[Opening GIVEN DATA section]
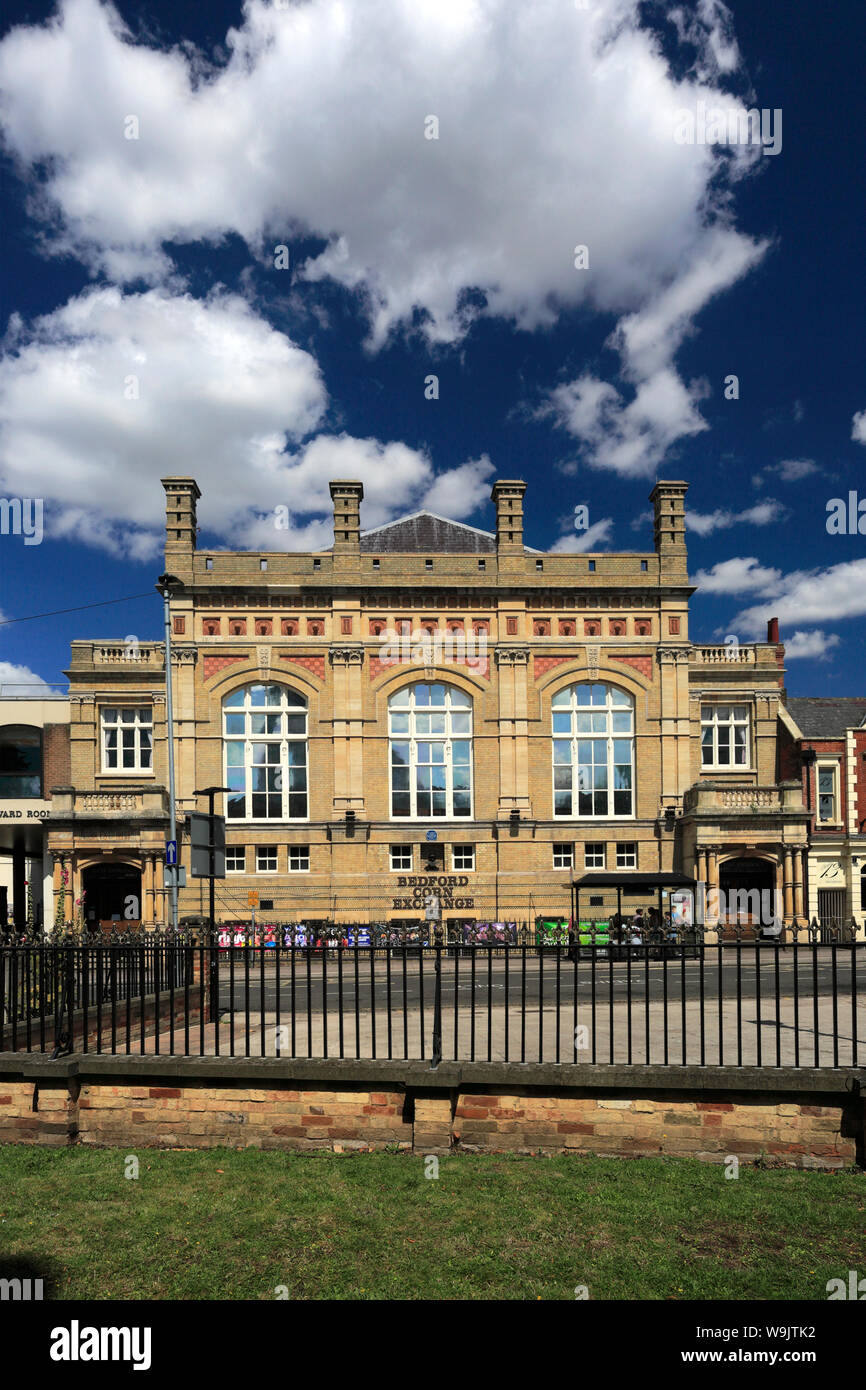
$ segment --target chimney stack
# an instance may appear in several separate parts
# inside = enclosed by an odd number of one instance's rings
[[[501,555],[523,555],[523,494],[520,478],[501,479],[490,494],[496,507],[496,550]]]
[[[686,493],[688,483],[656,483],[650,493],[653,504],[653,541],[662,579],[688,579],[686,555]]]
[[[201,497],[195,478],[161,478],[165,488],[165,568],[169,573],[192,569],[198,524],[196,502]]]
[[[771,618],[767,623],[767,641],[778,646],[779,644],[779,619]]]
[[[364,484],[338,478],[330,487],[334,502],[334,554],[358,555],[361,550]]]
[Closing GIVEN DATA section]
WHAT TO WORK ON
Repeat every entry exactly. Do not include the pictures.

EXERCISE RESPONSE
$ segment --target chimney stack
# an instance may appear in several separate parts
# inside = enclosed by an odd number of one instance's rings
[[[501,555],[523,555],[523,494],[520,478],[501,479],[490,494],[496,507],[496,550]]]
[[[686,493],[688,483],[656,483],[650,493],[653,504],[653,541],[662,579],[688,579],[686,555]]]
[[[201,497],[195,478],[161,478],[165,488],[165,568],[169,573],[192,569],[198,524],[196,502]]]
[[[771,618],[767,623],[767,641],[778,646],[779,644],[779,619]]]
[[[364,484],[338,478],[330,487],[334,502],[334,554],[358,555],[361,550]]]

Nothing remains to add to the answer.